• Data supplied
········
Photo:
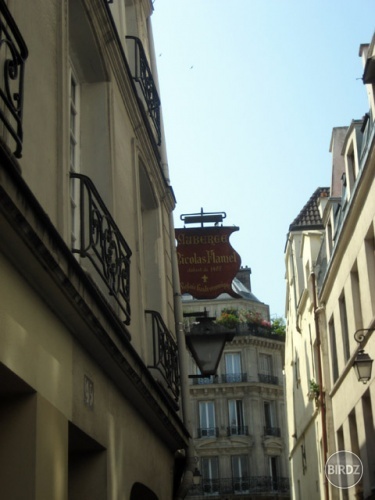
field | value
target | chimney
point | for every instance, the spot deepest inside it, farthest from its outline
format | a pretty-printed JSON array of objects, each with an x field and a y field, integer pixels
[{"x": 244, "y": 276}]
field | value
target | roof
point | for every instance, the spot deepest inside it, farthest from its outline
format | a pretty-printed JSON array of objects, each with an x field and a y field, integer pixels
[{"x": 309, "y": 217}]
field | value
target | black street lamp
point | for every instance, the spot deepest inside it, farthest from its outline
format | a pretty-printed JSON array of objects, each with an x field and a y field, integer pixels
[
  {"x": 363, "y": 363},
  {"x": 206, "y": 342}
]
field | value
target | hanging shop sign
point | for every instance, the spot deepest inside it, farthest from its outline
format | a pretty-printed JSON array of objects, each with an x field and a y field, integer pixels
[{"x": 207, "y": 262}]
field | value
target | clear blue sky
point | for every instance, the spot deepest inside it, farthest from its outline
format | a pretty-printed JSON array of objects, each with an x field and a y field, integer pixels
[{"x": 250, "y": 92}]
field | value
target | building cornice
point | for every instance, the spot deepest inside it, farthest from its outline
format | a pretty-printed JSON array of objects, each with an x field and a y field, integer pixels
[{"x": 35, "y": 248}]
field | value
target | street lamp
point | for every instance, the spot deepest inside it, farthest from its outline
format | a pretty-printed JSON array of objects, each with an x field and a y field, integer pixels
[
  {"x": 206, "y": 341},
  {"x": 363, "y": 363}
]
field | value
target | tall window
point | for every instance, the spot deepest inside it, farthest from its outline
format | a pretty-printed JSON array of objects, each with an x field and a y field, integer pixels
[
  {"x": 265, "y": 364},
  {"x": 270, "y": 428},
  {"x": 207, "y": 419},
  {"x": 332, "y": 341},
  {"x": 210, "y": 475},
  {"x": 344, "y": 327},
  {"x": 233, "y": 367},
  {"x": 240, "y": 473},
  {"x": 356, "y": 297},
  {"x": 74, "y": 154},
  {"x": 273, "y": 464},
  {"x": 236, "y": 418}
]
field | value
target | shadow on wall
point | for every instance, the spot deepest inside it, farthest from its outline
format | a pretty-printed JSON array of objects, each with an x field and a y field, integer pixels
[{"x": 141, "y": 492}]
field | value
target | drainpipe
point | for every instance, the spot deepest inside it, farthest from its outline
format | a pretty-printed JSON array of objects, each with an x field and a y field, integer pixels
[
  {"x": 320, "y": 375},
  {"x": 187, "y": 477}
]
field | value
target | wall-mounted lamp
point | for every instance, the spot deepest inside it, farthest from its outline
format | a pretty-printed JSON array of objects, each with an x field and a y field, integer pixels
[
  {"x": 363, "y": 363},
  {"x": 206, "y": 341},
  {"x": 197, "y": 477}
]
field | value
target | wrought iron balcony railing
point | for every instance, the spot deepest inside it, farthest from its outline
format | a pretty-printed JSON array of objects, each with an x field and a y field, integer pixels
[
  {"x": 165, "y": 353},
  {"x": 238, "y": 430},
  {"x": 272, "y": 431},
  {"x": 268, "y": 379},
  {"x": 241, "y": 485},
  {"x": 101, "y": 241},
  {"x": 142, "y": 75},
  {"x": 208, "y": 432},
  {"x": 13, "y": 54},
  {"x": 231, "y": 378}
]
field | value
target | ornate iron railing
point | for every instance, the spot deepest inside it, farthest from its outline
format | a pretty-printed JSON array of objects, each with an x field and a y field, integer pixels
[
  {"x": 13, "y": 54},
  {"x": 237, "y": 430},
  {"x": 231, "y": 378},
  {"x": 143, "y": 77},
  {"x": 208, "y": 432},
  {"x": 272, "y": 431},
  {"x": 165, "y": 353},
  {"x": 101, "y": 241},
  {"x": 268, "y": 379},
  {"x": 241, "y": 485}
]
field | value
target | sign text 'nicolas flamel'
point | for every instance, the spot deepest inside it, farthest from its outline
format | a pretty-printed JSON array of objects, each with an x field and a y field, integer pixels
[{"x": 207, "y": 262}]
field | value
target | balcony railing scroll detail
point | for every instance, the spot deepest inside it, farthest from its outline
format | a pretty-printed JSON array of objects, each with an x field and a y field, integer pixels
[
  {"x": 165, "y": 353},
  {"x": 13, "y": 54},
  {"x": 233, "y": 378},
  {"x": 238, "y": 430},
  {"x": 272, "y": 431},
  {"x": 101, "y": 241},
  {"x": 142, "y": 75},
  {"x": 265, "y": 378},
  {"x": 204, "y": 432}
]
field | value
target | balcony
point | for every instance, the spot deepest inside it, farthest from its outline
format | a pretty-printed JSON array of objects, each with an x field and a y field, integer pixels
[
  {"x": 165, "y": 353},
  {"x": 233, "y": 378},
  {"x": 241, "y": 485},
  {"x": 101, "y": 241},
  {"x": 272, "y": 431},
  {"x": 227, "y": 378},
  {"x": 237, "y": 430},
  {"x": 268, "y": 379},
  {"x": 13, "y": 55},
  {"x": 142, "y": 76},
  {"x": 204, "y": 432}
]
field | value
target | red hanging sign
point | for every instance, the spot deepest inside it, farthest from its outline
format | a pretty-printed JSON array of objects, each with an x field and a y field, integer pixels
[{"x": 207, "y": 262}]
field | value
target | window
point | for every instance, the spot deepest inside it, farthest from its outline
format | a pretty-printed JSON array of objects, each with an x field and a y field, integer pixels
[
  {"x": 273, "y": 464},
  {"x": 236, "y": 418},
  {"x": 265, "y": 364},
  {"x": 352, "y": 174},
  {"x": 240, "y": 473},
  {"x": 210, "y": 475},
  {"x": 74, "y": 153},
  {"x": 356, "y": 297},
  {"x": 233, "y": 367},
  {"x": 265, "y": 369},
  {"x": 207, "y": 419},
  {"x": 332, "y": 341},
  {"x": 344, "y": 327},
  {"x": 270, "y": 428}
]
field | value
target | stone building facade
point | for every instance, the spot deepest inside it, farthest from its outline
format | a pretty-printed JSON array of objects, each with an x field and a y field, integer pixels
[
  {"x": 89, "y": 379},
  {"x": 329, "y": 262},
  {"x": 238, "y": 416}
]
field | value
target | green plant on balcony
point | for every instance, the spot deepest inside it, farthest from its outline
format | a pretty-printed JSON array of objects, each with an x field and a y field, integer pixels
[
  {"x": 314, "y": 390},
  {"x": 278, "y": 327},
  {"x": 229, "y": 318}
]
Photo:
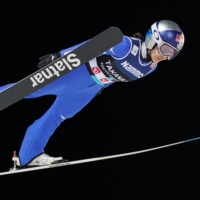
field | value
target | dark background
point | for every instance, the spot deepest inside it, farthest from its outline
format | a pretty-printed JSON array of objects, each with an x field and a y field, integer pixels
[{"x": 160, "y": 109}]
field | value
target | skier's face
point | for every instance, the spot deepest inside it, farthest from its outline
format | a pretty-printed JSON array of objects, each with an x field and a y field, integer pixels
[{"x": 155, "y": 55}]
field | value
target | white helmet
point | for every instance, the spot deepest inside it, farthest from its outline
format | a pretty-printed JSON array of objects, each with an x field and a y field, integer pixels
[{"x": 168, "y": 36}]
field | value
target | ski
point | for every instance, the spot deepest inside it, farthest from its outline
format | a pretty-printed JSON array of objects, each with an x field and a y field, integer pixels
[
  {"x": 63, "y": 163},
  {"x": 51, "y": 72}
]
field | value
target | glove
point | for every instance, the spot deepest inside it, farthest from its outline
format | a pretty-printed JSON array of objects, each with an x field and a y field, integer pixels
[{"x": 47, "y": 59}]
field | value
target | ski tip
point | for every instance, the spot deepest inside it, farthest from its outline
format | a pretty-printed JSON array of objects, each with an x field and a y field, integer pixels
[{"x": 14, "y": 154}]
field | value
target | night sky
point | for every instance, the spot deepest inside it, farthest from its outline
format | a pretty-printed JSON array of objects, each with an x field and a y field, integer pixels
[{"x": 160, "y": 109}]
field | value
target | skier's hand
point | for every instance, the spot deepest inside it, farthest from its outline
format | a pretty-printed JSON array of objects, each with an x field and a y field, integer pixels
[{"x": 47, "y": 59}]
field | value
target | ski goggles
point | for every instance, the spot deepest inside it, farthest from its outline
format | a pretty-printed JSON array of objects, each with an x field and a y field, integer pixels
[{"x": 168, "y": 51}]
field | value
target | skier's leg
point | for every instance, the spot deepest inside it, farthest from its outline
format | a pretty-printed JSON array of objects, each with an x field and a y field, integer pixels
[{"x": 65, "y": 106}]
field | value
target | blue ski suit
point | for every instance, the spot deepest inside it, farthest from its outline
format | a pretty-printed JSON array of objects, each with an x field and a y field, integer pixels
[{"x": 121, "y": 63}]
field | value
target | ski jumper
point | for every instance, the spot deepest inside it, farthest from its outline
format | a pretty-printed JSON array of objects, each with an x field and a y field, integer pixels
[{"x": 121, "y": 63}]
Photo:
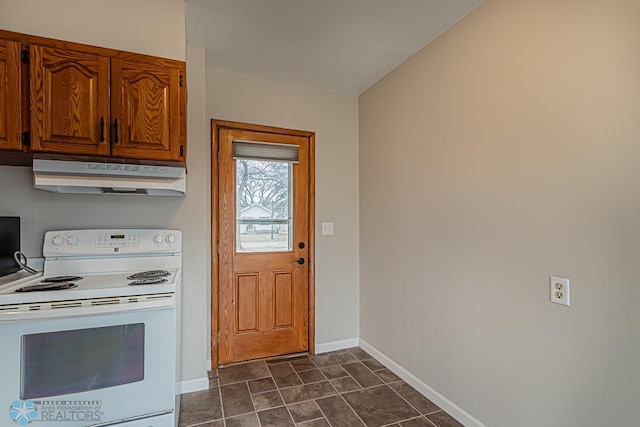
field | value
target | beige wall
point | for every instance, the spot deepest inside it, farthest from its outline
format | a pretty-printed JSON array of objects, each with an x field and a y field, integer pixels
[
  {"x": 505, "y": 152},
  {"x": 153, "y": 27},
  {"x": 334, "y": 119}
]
········
• Description of the task
From the data above, report how many lines include the string "building". The number alone will do.

• Result
2